%%

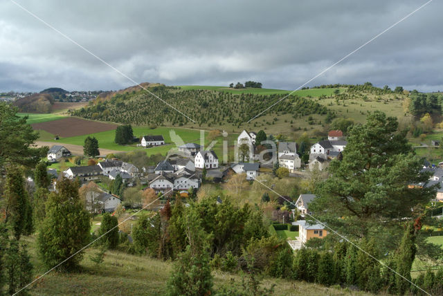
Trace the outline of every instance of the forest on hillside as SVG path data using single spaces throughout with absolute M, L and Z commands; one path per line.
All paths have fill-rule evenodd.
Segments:
M 228 124 L 239 126 L 282 98 L 281 95 L 233 94 L 208 90 L 179 90 L 174 87 L 152 89 L 156 95 L 192 118 L 209 127 Z M 311 100 L 290 96 L 273 108 L 279 115 L 293 118 L 326 114 L 327 108 Z M 189 119 L 145 91 L 117 93 L 109 100 L 97 100 L 88 107 L 72 112 L 84 118 L 134 124 L 182 126 Z

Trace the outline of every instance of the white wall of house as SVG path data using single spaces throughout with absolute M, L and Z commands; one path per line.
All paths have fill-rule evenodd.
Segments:
M 208 158 L 204 159 L 200 151 L 197 154 L 194 162 L 195 167 L 199 169 L 203 169 L 204 167 L 206 169 L 216 169 L 219 167 L 218 158 L 214 157 L 213 154 L 210 152 L 206 154 L 206 155 Z
M 147 141 L 145 138 L 141 139 L 141 145 L 144 147 L 147 146 L 158 146 L 165 144 L 165 141 Z
M 190 187 L 198 188 L 199 181 L 197 179 L 189 179 L 187 177 L 177 178 L 174 181 L 174 189 L 175 190 L 188 190 Z

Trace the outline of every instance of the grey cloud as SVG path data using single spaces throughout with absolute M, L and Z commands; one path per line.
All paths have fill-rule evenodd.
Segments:
M 424 1 L 19 1 L 138 82 L 293 89 Z M 443 89 L 443 4 L 433 1 L 310 86 Z M 133 84 L 15 6 L 0 3 L 0 90 Z

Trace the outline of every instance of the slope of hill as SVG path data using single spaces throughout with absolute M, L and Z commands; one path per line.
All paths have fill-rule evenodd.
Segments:
M 20 112 L 30 113 L 50 113 L 53 104 L 54 99 L 48 93 L 35 93 L 14 102 Z
M 277 94 L 235 94 L 207 89 L 183 90 L 163 86 L 154 87 L 152 91 L 161 100 L 144 91 L 124 92 L 116 93 L 107 100 L 98 99 L 93 106 L 74 111 L 73 114 L 86 118 L 134 124 L 232 129 L 239 128 L 260 111 L 282 98 Z M 273 108 L 275 116 L 266 118 L 265 122 L 273 123 L 278 120 L 277 117 L 283 115 L 296 120 L 311 114 L 325 115 L 327 111 L 326 107 L 310 99 L 291 95 Z
M 148 84 L 152 86 L 152 84 Z M 257 118 L 248 121 L 280 100 L 287 91 L 268 89 L 233 90 L 222 86 L 155 85 L 150 91 L 195 121 L 144 91 L 130 89 L 98 98 L 92 106 L 72 115 L 90 119 L 132 123 L 220 129 L 239 132 L 243 129 L 293 137 L 294 133 L 324 132 L 335 118 L 363 122 L 368 111 L 381 110 L 404 117 L 408 93 L 361 85 L 320 86 L 297 91 Z M 280 93 L 283 92 L 283 93 Z

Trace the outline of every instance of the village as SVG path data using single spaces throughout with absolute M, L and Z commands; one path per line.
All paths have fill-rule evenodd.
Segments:
M 137 167 L 137 164 L 125 163 L 117 158 L 109 159 L 103 156 L 99 157 L 100 161 L 93 165 L 71 167 L 61 172 L 60 176 L 78 179 L 84 186 L 89 182 L 100 185 L 103 178 L 114 181 L 120 179 L 126 187 L 134 186 L 136 182 L 139 182 L 143 190 L 152 189 L 156 195 L 162 196 L 163 201 L 177 196 L 186 198 L 195 196 L 204 183 L 226 183 L 235 174 L 253 183 L 259 176 L 271 175 L 279 168 L 281 168 L 280 172 L 283 172 L 284 176 L 289 178 L 304 178 L 309 172 L 320 172 L 326 169 L 331 160 L 341 159 L 342 152 L 347 145 L 345 136 L 341 131 L 329 131 L 327 139 L 310 147 L 309 162 L 305 164 L 299 156 L 298 145 L 296 142 L 278 141 L 275 149 L 269 149 L 271 156 L 268 154 L 268 157 L 264 158 L 263 152 L 257 152 L 259 143 L 256 142 L 256 138 L 257 133 L 246 130 L 239 135 L 237 147 L 243 162 L 222 164 L 214 150 L 204 150 L 204 147 L 199 144 L 188 142 L 179 146 L 177 153 L 168 155 L 156 165 L 143 167 L 141 169 Z M 262 141 L 261 144 L 265 144 L 265 142 Z M 145 136 L 141 138 L 138 146 L 152 147 L 165 144 L 161 135 Z M 247 149 L 247 151 L 242 151 L 242 148 Z M 71 151 L 64 146 L 54 145 L 48 151 L 47 160 L 50 163 L 63 161 L 71 156 Z M 273 169 L 262 172 L 262 167 Z M 431 172 L 433 174 L 426 186 L 436 183 L 443 185 L 443 169 L 425 160 L 423 171 Z M 56 183 L 59 177 L 57 172 L 53 169 L 48 169 L 48 172 Z M 98 206 L 89 207 L 87 210 L 95 214 L 113 213 L 123 204 L 123 196 L 112 194 L 110 190 L 100 186 L 98 187 L 100 192 L 91 191 L 87 196 L 89 203 L 96 203 Z M 305 220 L 305 216 L 312 214 L 309 210 L 309 205 L 315 198 L 314 194 L 309 193 L 300 194 L 296 200 L 293 201 L 296 207 L 291 209 L 290 221 L 287 221 L 291 224 L 286 226 L 283 221 L 283 226 L 281 223 L 271 226 L 276 231 L 287 228 L 288 230 L 292 229 L 293 232 L 296 230 L 298 236 L 289 235 L 287 237 L 287 243 L 293 250 L 300 249 L 311 238 L 321 239 L 328 234 L 325 225 L 309 223 Z M 437 189 L 434 201 L 443 201 L 443 189 Z M 160 205 L 156 210 L 161 207 L 163 205 Z

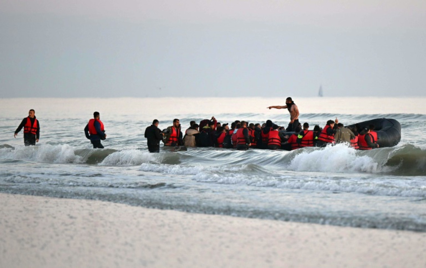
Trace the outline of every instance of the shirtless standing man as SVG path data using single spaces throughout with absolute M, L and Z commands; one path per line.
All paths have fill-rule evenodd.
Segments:
M 276 109 L 283 109 L 287 108 L 288 110 L 288 112 L 290 113 L 290 122 L 288 123 L 288 126 L 286 129 L 286 131 L 294 131 L 296 127 L 299 125 L 299 109 L 297 106 L 294 104 L 294 102 L 289 97 L 285 99 L 285 106 L 270 106 L 267 107 L 271 110 L 274 108 Z

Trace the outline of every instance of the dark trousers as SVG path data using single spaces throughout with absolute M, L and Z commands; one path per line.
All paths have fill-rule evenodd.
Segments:
M 35 134 L 31 133 L 24 133 L 24 144 L 26 146 L 35 145 Z
M 296 130 L 296 127 L 299 125 L 299 119 L 296 119 L 293 121 L 293 123 L 289 123 L 288 126 L 285 129 L 285 131 L 288 132 L 289 131 L 294 131 Z
M 102 149 L 104 145 L 101 143 L 101 140 L 95 140 L 95 141 L 90 141 L 92 144 L 93 144 L 93 148 L 98 148 Z

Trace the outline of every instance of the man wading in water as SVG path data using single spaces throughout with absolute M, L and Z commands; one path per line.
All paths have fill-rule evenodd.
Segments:
M 276 109 L 287 108 L 288 110 L 288 112 L 290 113 L 290 122 L 288 123 L 288 126 L 285 129 L 285 131 L 294 131 L 299 124 L 299 109 L 297 108 L 297 106 L 295 104 L 290 97 L 285 99 L 285 106 L 270 106 L 267 108 L 269 110 L 273 108 Z

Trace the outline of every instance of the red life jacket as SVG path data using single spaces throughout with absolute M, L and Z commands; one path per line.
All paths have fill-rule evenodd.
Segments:
M 313 140 L 312 142 L 313 142 Z M 288 140 L 287 141 L 287 143 L 289 144 L 291 147 L 292 150 L 295 150 L 296 149 L 300 148 L 300 146 L 297 143 L 297 135 L 295 134 L 290 136 L 290 137 L 288 138 Z
M 174 127 L 172 127 L 172 134 L 170 134 L 170 137 L 166 143 L 171 144 L 172 143 L 178 144 L 178 141 L 179 140 L 179 133 L 181 131 L 179 129 Z
M 373 136 L 373 140 L 371 141 L 374 143 L 377 143 L 377 132 L 371 131 L 370 131 L 370 134 Z
M 262 135 L 263 135 L 263 132 Z M 269 130 L 268 133 L 268 145 L 279 145 L 281 146 L 281 138 L 279 137 L 279 132 L 278 130 Z
M 321 133 L 320 133 L 320 135 L 318 136 L 318 139 L 320 141 L 325 141 L 325 142 L 329 142 L 330 143 L 334 143 L 334 134 L 330 136 L 327 134 L 327 130 L 330 127 L 330 126 L 328 125 L 326 125 L 325 127 L 324 127 L 324 129 L 322 129 L 322 131 Z
M 223 148 L 223 140 L 225 139 L 226 135 L 226 133 L 222 132 L 220 133 L 220 135 L 217 138 L 217 143 L 219 144 L 219 148 Z
M 360 149 L 358 145 L 358 136 L 355 136 L 354 138 L 351 140 L 351 146 L 354 149 Z
M 238 129 L 239 130 L 239 129 Z M 232 146 L 234 148 L 236 147 L 237 146 L 237 133 L 234 133 L 235 132 L 235 130 L 232 131 L 232 136 L 231 136 L 231 140 L 232 141 Z M 238 130 L 237 130 L 237 131 L 238 131 Z
M 312 130 L 303 130 L 303 135 L 300 134 L 297 138 L 302 139 L 300 147 L 312 147 L 314 146 L 314 131 Z
M 27 117 L 27 122 L 24 126 L 24 133 L 37 134 L 37 119 L 34 118 L 34 124 L 31 125 L 31 120 L 29 116 Z
M 91 135 L 101 134 L 100 133 L 98 133 L 96 132 L 96 129 L 95 128 L 95 121 L 98 121 L 99 122 L 99 124 L 101 124 L 101 131 L 105 131 L 105 130 L 104 129 L 104 124 L 101 121 L 101 120 L 98 119 L 92 118 L 89 121 L 89 123 L 87 124 L 87 126 L 89 127 L 89 133 Z
M 269 132 L 271 132 L 272 131 L 272 128 L 271 127 L 269 129 Z M 269 142 L 269 132 L 265 134 L 263 133 L 263 130 L 262 130 L 262 131 L 260 132 L 260 135 L 262 138 L 262 144 L 265 144 Z M 281 145 L 281 144 L 280 144 L 280 145 Z
M 358 145 L 360 147 L 359 149 L 360 150 L 371 150 L 373 149 L 371 147 L 369 147 L 368 144 L 367 144 L 367 141 L 366 141 L 366 135 L 370 135 L 371 141 L 374 138 L 373 135 L 369 133 L 367 133 L 363 135 L 361 135 L 361 134 L 358 135 Z
M 254 130 L 252 130 L 251 128 L 248 129 L 249 138 L 250 139 L 250 141 L 251 141 L 251 147 L 255 147 L 256 146 L 256 141 L 254 140 Z
M 235 135 L 236 137 L 237 143 L 237 144 L 245 144 L 247 143 L 245 142 L 245 137 L 244 137 L 244 134 L 243 134 L 242 132 L 245 129 L 248 129 L 247 127 L 240 127 L 237 130 L 236 134 Z M 250 133 L 250 131 L 249 131 L 249 133 Z M 249 134 L 250 135 L 250 134 Z

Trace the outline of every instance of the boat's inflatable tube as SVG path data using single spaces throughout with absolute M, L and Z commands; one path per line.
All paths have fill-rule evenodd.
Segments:
M 377 143 L 380 148 L 394 146 L 401 141 L 401 124 L 395 119 L 380 118 L 360 122 L 358 124 L 361 130 L 370 124 L 374 125 L 374 131 L 377 132 Z M 350 125 L 346 127 L 352 128 L 355 125 Z
M 395 119 L 380 118 L 360 122 L 358 124 L 360 125 L 360 130 L 369 126 L 370 124 L 374 125 L 374 131 L 377 132 L 377 143 L 380 148 L 392 147 L 401 141 L 401 124 Z M 346 126 L 345 127 L 352 129 L 355 127 L 355 124 Z M 281 133 L 285 135 L 289 136 L 295 133 L 293 132 L 286 132 L 285 131 L 282 131 Z

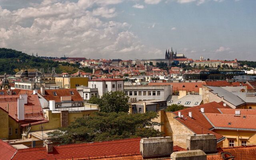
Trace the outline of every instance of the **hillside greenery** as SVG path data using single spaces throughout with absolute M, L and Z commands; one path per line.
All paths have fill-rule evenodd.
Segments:
M 11 49 L 0 48 L 0 75 L 6 72 L 8 74 L 15 74 L 25 68 L 38 70 L 44 68 L 45 71 L 47 71 L 48 67 L 50 70 L 55 68 L 56 73 L 73 74 L 78 71 L 79 66 L 79 64 L 60 63 L 30 56 Z M 79 69 L 86 72 L 92 72 L 92 70 L 88 67 Z

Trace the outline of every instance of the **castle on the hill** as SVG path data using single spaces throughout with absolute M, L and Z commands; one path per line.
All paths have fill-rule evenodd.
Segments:
M 186 58 L 186 57 L 184 56 L 183 54 L 177 54 L 177 51 L 175 52 L 174 54 L 174 52 L 172 50 L 172 47 L 171 49 L 171 51 L 170 52 L 169 49 L 168 49 L 168 52 L 167 52 L 167 50 L 165 52 L 165 59 L 167 60 L 173 60 L 174 59 L 178 58 Z

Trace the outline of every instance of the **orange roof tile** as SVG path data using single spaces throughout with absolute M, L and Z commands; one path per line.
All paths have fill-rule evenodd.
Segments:
M 72 91 L 74 95 L 71 95 L 70 92 Z M 54 96 L 53 92 L 56 92 L 57 96 Z M 59 89 L 57 90 L 45 90 L 45 94 L 42 95 L 46 100 L 54 100 L 55 102 L 61 102 L 60 98 L 62 96 L 71 96 L 71 100 L 74 102 L 83 102 L 84 100 L 76 89 Z

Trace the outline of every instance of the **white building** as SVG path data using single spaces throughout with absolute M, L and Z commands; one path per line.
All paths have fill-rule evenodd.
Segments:
M 130 102 L 149 100 L 166 100 L 172 94 L 171 86 L 125 86 L 124 93 Z
M 124 80 L 99 78 L 89 80 L 88 82 L 88 87 L 90 88 L 98 88 L 98 95 L 102 96 L 105 93 L 111 91 L 123 91 Z

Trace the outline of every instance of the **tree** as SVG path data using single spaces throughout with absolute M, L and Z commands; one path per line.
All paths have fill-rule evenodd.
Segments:
M 169 106 L 167 107 L 167 108 L 165 110 L 166 112 L 175 112 L 177 110 L 183 110 L 185 107 L 184 106 L 177 104 L 172 104 L 170 106 Z
M 91 98 L 89 103 L 99 105 L 101 112 L 127 112 L 130 108 L 129 98 L 123 92 L 111 91 L 104 93 L 100 98 Z
M 53 142 L 62 144 L 114 140 L 135 137 L 157 137 L 163 133 L 152 120 L 158 116 L 153 112 L 144 114 L 94 112 L 92 116 L 76 118 L 66 128 L 47 133 Z

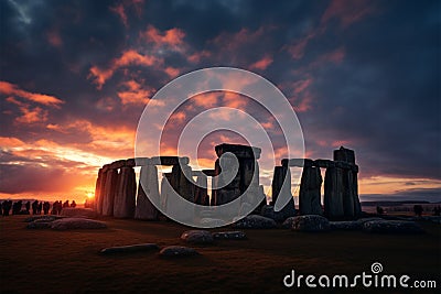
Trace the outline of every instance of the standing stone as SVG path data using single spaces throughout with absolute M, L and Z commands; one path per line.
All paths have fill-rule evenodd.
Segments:
M 192 167 L 184 164 L 173 165 L 170 181 L 171 186 L 181 197 L 194 203 L 194 184 L 191 181 Z
M 287 178 L 287 182 L 284 179 Z M 275 174 L 271 183 L 272 199 L 270 205 L 273 206 L 279 196 L 287 198 L 289 203 L 278 213 L 273 211 L 276 217 L 291 217 L 295 214 L 294 199 L 291 194 L 291 171 L 288 166 L 275 166 Z
M 106 175 L 106 186 L 103 199 L 103 216 L 111 217 L 114 215 L 115 192 L 118 184 L 118 171 L 109 168 Z
M 299 208 L 302 215 L 322 215 L 320 167 L 303 167 L 300 182 Z
M 103 168 L 99 168 L 98 171 L 98 177 L 95 184 L 95 198 L 94 198 L 94 210 L 98 211 L 98 202 L 99 202 L 99 194 L 101 189 L 101 182 L 103 182 Z
M 228 164 L 224 167 L 224 170 L 227 171 L 220 171 L 220 165 L 219 165 L 219 159 L 216 160 L 215 163 L 215 171 L 217 178 L 213 181 L 213 186 L 216 187 L 217 189 L 214 189 L 212 192 L 212 200 L 214 197 L 214 204 L 215 205 L 222 205 L 226 204 L 229 202 L 233 202 L 240 197 L 249 187 L 250 189 L 248 190 L 247 197 L 259 197 L 259 193 L 255 193 L 259 190 L 259 167 L 257 164 L 257 159 L 260 157 L 260 152 L 261 150 L 259 148 L 254 148 L 254 146 L 247 146 L 247 145 L 238 145 L 238 144 L 219 144 L 216 145 L 215 148 L 217 156 L 220 159 L 223 156 L 223 160 L 228 160 L 227 157 L 227 152 L 233 153 L 239 163 L 238 166 L 238 172 L 234 176 L 233 181 L 228 183 L 228 185 L 224 186 L 224 182 L 228 178 L 232 178 L 232 176 L 228 176 Z M 227 153 L 227 154 L 226 154 Z M 226 172 L 226 173 L 225 173 Z M 225 175 L 224 175 L 225 173 Z M 224 186 L 224 187 L 220 187 Z M 249 199 L 243 202 L 241 204 L 254 204 L 256 203 L 256 199 L 249 202 Z M 256 208 L 256 211 L 260 211 L 261 206 L 266 204 L 266 199 L 262 199 L 262 202 L 258 205 Z
M 327 218 L 344 217 L 343 170 L 329 167 L 324 176 L 324 215 Z
M 141 182 L 144 183 L 146 189 L 142 187 Z M 154 165 L 144 165 L 141 167 L 137 208 L 135 213 L 136 219 L 142 220 L 157 220 L 159 216 L 158 208 L 150 202 L 150 198 L 160 205 L 159 184 L 158 184 L 158 168 Z
M 207 176 L 205 174 L 197 175 L 196 185 L 194 187 L 194 203 L 198 205 L 208 206 L 208 190 L 207 190 Z
M 99 194 L 98 194 L 98 198 L 96 199 L 98 215 L 103 215 L 103 202 L 104 202 L 104 197 L 106 194 L 105 189 L 106 189 L 107 173 L 108 173 L 108 170 L 103 167 L 101 181 L 99 182 Z
M 287 178 L 286 187 L 283 188 L 284 179 Z M 277 198 L 279 197 L 280 193 L 289 193 L 291 195 L 291 172 L 288 166 L 275 166 L 275 173 L 272 176 L 271 183 L 271 203 L 270 205 L 275 205 Z
M 137 183 L 133 167 L 121 167 L 114 199 L 114 217 L 133 218 L 136 193 Z
M 362 206 L 358 198 L 357 166 L 355 165 L 355 152 L 341 146 L 334 150 L 334 161 L 345 166 L 342 175 L 343 210 L 346 218 L 355 218 L 361 215 Z

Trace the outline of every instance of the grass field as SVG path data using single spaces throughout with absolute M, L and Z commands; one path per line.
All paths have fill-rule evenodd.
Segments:
M 435 280 L 440 293 L 440 226 L 421 224 L 424 235 L 372 235 L 362 231 L 301 233 L 284 229 L 245 230 L 248 240 L 193 246 L 201 255 L 163 259 L 158 252 L 100 255 L 110 246 L 154 242 L 184 244 L 189 228 L 174 222 L 104 218 L 104 230 L 29 230 L 26 216 L 0 218 L 2 293 L 311 293 L 287 288 L 283 277 L 298 274 L 370 273 Z M 217 229 L 217 230 L 226 230 Z M 342 288 L 320 288 L 342 293 Z M 402 288 L 363 288 L 354 293 L 402 293 Z

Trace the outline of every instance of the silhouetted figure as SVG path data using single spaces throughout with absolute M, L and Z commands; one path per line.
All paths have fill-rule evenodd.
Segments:
M 441 215 L 441 207 L 440 206 L 435 206 L 433 208 L 433 216 L 440 216 Z
M 26 209 L 26 213 L 29 214 L 29 210 L 31 209 L 31 202 L 26 202 L 24 204 L 24 208 Z
M 42 208 L 43 208 L 43 202 L 40 202 L 40 203 L 39 203 L 39 207 L 37 207 L 37 209 L 36 209 L 36 214 L 37 214 L 37 215 L 41 215 Z
M 377 206 L 377 215 L 383 215 L 385 213 L 385 209 L 383 209 L 381 206 Z
M 58 204 L 56 205 L 56 214 L 61 215 L 63 209 L 63 203 L 62 200 L 58 200 Z
M 417 205 L 413 205 L 413 213 L 415 213 L 415 215 L 417 216 L 417 217 L 421 217 L 422 216 L 422 206 L 421 205 L 419 205 L 419 204 L 417 204 Z
M 9 216 L 9 211 L 12 207 L 12 200 L 6 200 L 1 204 L 1 208 L 3 209 L 3 216 Z
M 22 205 L 23 205 L 22 200 L 14 203 L 12 205 L 12 215 L 20 215 Z
M 67 207 L 69 207 L 68 200 L 65 200 L 64 204 L 63 204 L 63 208 L 67 208 Z
M 39 200 L 32 203 L 32 215 L 39 214 Z
M 40 205 L 41 205 L 41 203 L 40 203 Z M 51 209 L 51 204 L 49 202 L 44 202 L 44 204 L 43 204 L 44 215 L 47 215 L 50 209 Z

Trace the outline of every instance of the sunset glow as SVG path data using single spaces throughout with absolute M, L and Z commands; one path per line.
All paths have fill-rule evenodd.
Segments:
M 93 198 L 98 168 L 133 157 L 144 106 L 162 113 L 165 102 L 153 95 L 182 74 L 219 65 L 256 72 L 281 89 L 299 116 L 306 157 L 355 150 L 362 196 L 440 195 L 439 28 L 428 21 L 430 8 L 411 7 L 404 20 L 401 3 L 376 1 L 11 2 L 0 3 L 0 198 Z M 217 19 L 206 18 L 209 6 Z M 250 18 L 256 11 L 267 13 Z M 277 161 L 287 156 L 275 119 L 232 92 L 182 105 L 163 129 L 162 155 L 175 155 L 185 123 L 213 107 L 256 116 Z M 211 134 L 191 165 L 213 168 L 214 145 L 223 142 L 243 143 Z M 270 194 L 272 170 L 260 175 Z

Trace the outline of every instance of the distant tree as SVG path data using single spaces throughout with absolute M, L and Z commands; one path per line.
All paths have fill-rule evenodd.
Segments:
M 422 215 L 422 206 L 419 204 L 413 205 L 413 213 L 417 217 L 420 217 Z
M 383 215 L 385 213 L 385 209 L 383 209 L 381 206 L 377 206 L 377 215 Z

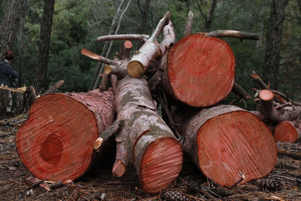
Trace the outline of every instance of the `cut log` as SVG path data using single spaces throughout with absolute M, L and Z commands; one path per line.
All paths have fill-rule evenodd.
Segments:
M 124 48 L 131 48 L 126 42 Z M 123 74 L 116 71 L 124 71 L 130 60 L 128 56 L 124 55 L 123 58 L 120 56 L 114 60 L 113 64 L 117 67 L 111 66 L 104 71 L 113 74 L 111 82 L 116 96 L 117 119 L 95 141 L 94 148 L 100 145 L 101 147 L 108 135 L 118 130 L 116 134 L 117 153 L 113 174 L 121 177 L 127 167 L 134 164 L 142 189 L 150 193 L 158 193 L 178 175 L 183 161 L 182 148 L 157 112 L 145 79 L 133 78 L 129 74 L 117 78 L 115 75 Z M 118 125 L 121 125 L 119 130 L 116 127 Z
M 16 146 L 35 177 L 52 181 L 83 175 L 98 162 L 95 140 L 116 117 L 112 88 L 101 93 L 49 94 L 33 103 L 20 127 Z
M 189 35 L 176 42 L 161 60 L 164 89 L 188 105 L 212 105 L 231 92 L 235 66 L 233 52 L 222 39 Z
M 277 141 L 294 143 L 301 140 L 301 123 L 284 121 L 278 123 L 275 128 L 274 137 Z
M 274 106 L 274 95 L 271 91 L 262 90 L 259 92 L 259 110 L 251 112 L 262 121 L 278 123 L 290 121 L 297 118 L 301 106 L 292 105 L 277 109 Z
M 222 186 L 231 186 L 268 174 L 277 148 L 271 131 L 255 115 L 237 107 L 219 105 L 200 111 L 173 110 L 183 135 L 184 152 L 203 174 Z

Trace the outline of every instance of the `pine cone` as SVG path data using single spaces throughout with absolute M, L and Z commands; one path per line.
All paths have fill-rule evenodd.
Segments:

%%

Given request:
Copy verbatim the lines of the records from the line with "Trace the outline of every instance of the grass" to the line with "M 435 280 L", including both of those lines.

Written answer:
Trace the outline of every instance of the grass field as SVG path data using single spaces throughout with absolute M, L and Z commands; one path per line.
All paths have fill-rule evenodd.
Segments:
M 435 280 L 440 293 L 440 226 L 421 224 L 424 235 L 372 235 L 362 231 L 301 233 L 284 229 L 245 230 L 248 240 L 193 246 L 201 255 L 163 259 L 158 252 L 100 255 L 110 246 L 154 242 L 184 244 L 189 228 L 174 222 L 104 218 L 104 230 L 29 230 L 26 216 L 0 218 L 2 293 L 311 293 L 287 288 L 283 277 L 298 274 L 370 273 Z M 217 229 L 217 230 L 226 230 Z M 342 288 L 320 288 L 342 293 Z M 402 288 L 363 288 L 354 293 L 402 293 Z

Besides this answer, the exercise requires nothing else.